**Directive:**
Reproduce the listing from its first line through the line containing "[102,0,1335,896]", leaving out the pictures, with each bounding box coordinate in the answers multiplied by 0.25 and rounded to the nearest whole number, halves rounded up. Keep all other text in that span unchanged.

**Provided records:**
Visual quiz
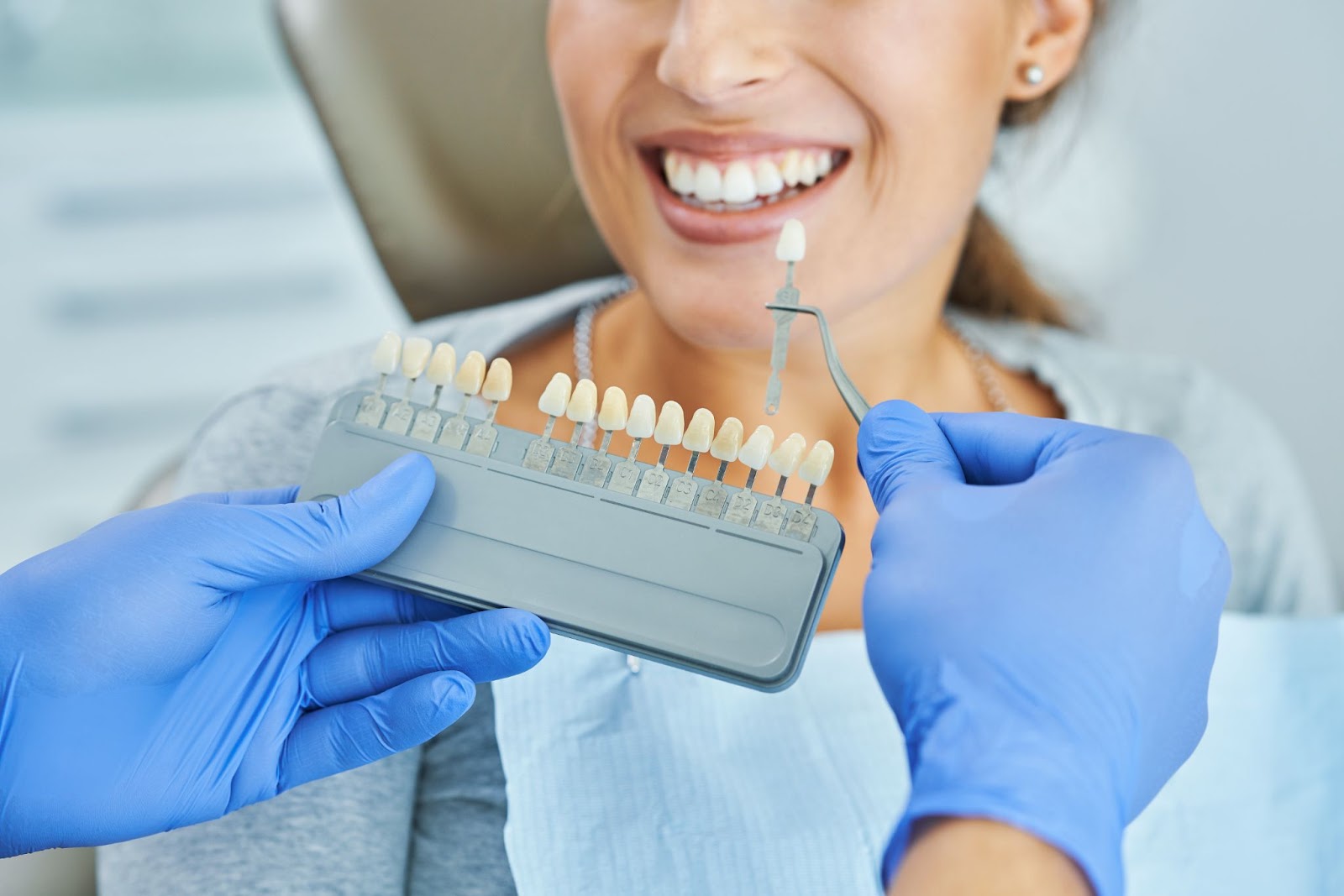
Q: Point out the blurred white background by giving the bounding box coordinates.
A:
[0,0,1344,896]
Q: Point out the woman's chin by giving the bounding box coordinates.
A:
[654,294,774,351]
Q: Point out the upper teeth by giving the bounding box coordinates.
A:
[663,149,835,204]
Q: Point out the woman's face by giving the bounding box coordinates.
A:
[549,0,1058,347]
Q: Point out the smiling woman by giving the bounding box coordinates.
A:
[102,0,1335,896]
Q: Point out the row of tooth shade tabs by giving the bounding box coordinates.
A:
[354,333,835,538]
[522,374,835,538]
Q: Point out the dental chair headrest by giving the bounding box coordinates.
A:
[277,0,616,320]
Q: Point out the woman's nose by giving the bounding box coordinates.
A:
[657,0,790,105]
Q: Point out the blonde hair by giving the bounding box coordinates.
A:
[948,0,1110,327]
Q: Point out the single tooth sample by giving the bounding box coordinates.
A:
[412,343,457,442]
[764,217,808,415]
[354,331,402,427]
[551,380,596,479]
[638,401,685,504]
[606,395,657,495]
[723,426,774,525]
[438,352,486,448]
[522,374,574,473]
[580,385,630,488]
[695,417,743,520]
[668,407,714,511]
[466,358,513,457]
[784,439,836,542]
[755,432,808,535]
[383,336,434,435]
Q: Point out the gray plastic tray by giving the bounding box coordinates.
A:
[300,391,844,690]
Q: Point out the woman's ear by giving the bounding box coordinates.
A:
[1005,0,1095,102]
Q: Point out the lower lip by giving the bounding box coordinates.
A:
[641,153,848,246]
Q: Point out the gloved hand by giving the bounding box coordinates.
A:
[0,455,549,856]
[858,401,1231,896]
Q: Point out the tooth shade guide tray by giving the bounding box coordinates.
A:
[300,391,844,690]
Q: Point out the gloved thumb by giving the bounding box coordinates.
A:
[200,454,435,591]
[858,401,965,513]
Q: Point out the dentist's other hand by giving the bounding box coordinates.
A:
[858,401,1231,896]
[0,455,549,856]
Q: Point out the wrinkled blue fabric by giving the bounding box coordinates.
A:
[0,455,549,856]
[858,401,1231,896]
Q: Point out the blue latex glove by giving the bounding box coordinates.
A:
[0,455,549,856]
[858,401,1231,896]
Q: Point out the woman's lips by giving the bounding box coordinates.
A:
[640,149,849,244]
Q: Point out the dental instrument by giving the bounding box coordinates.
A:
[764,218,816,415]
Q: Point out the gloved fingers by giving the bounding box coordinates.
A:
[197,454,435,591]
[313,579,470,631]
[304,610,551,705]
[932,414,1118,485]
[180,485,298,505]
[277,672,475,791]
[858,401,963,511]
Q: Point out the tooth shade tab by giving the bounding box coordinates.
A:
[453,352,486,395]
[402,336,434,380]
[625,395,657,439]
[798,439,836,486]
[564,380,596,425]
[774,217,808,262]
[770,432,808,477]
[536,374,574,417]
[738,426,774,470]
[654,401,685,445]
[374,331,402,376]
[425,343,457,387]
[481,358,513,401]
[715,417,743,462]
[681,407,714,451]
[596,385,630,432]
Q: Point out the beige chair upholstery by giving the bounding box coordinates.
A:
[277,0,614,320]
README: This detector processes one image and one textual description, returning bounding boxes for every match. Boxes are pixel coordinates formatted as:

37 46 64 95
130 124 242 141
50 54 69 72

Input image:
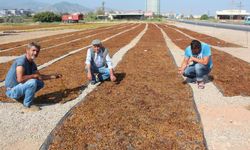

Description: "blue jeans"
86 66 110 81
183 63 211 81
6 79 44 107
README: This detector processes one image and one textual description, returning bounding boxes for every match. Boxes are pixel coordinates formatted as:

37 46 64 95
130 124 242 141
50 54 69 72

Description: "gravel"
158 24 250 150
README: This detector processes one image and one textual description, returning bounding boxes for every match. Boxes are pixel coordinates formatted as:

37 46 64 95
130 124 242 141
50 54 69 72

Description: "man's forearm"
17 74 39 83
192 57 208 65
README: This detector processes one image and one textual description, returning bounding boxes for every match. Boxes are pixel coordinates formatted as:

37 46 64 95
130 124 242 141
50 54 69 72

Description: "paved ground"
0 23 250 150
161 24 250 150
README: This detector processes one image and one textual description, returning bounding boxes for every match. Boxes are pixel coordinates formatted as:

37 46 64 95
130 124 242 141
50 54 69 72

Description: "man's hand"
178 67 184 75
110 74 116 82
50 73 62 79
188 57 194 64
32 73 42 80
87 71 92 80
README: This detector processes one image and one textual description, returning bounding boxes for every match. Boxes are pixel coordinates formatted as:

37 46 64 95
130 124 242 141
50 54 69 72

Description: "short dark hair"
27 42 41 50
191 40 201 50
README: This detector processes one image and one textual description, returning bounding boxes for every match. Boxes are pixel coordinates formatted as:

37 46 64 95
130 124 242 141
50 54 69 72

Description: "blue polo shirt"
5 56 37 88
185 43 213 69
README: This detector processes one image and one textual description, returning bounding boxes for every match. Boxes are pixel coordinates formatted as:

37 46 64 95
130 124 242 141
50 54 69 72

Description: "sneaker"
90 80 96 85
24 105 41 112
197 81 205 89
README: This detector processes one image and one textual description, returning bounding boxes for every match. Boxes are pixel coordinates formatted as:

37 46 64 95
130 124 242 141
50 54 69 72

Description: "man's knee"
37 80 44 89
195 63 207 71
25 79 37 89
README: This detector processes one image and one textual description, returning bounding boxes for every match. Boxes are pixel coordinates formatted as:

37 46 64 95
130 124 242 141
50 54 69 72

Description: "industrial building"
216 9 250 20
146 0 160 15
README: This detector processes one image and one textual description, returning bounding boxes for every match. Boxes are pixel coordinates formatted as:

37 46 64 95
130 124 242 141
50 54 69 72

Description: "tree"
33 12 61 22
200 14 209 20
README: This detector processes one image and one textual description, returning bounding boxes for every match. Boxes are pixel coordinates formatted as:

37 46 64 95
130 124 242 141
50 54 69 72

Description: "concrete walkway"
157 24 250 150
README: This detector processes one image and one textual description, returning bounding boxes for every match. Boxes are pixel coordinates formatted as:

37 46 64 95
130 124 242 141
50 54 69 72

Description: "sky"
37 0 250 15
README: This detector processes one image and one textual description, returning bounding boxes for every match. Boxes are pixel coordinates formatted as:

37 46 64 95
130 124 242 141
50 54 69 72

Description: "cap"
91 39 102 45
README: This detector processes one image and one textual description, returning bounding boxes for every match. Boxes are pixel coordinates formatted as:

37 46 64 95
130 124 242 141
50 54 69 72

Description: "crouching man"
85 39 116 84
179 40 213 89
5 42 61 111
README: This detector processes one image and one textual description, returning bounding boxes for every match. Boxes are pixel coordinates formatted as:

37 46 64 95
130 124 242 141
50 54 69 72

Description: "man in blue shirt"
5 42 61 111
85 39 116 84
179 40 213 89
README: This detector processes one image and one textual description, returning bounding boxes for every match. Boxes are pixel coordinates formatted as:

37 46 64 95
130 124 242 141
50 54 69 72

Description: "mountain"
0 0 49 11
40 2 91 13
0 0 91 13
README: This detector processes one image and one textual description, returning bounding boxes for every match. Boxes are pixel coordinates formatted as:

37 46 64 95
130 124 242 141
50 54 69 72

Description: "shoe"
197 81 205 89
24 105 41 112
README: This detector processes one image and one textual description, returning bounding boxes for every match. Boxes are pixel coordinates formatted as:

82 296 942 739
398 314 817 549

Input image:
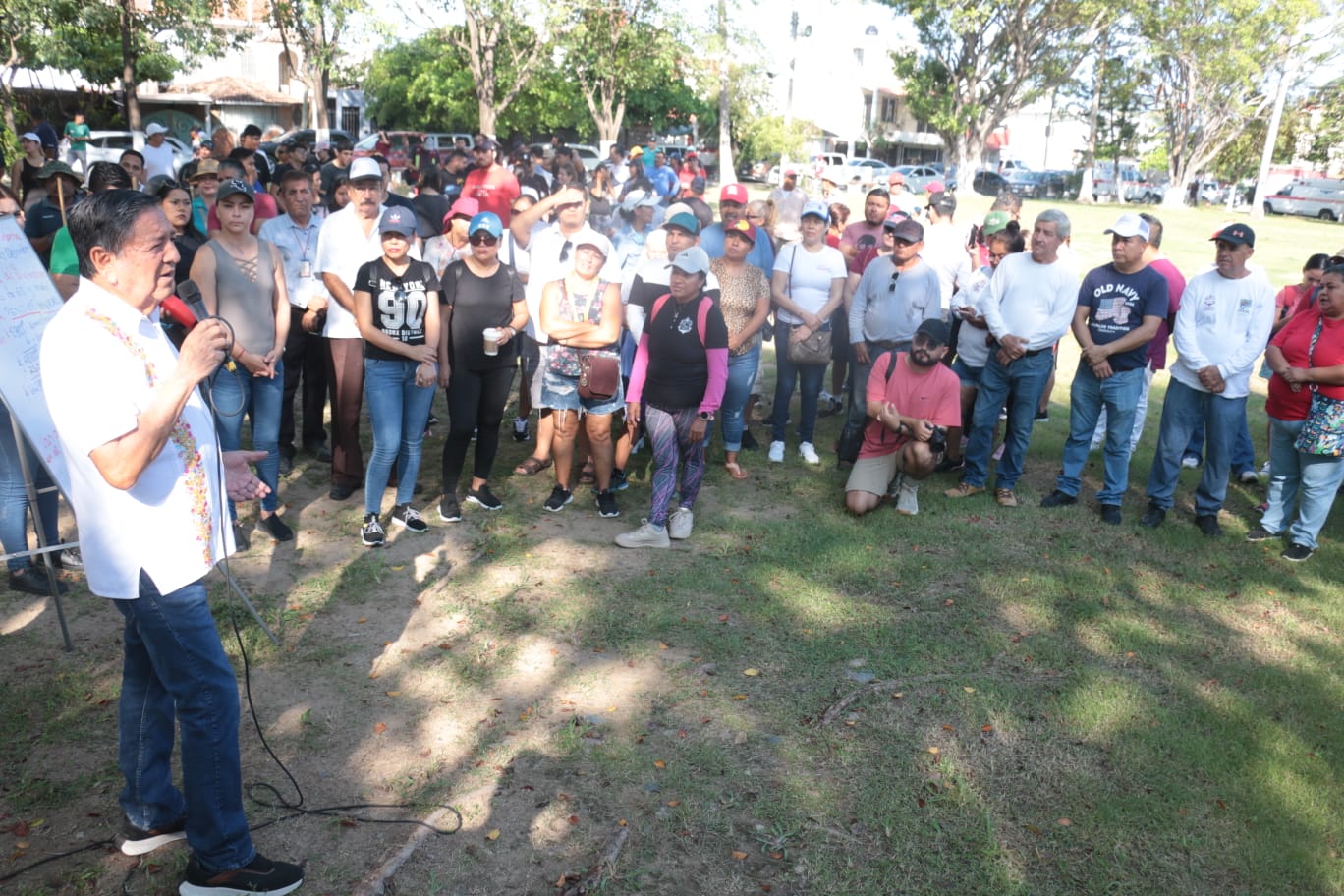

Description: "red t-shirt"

**The output:**
Visual quiz
Q: Point out the blurred white background by giving the bounding box coordinates.
A:
[0,0,336,224]
Q: Point out the woman's chin by giving the bounding box coordinates.
A:
[164,74,194,88]
Q: Point out the upper teeth by giving the bounding box coordinates.
A:
[166,37,209,51]
Q: Point out the woman's face by giving the bounding box coordinates.
A:
[137,0,265,87]
Q: Point out the smiling woman by giving the bounding box coordinates.
A:
[26,0,334,224]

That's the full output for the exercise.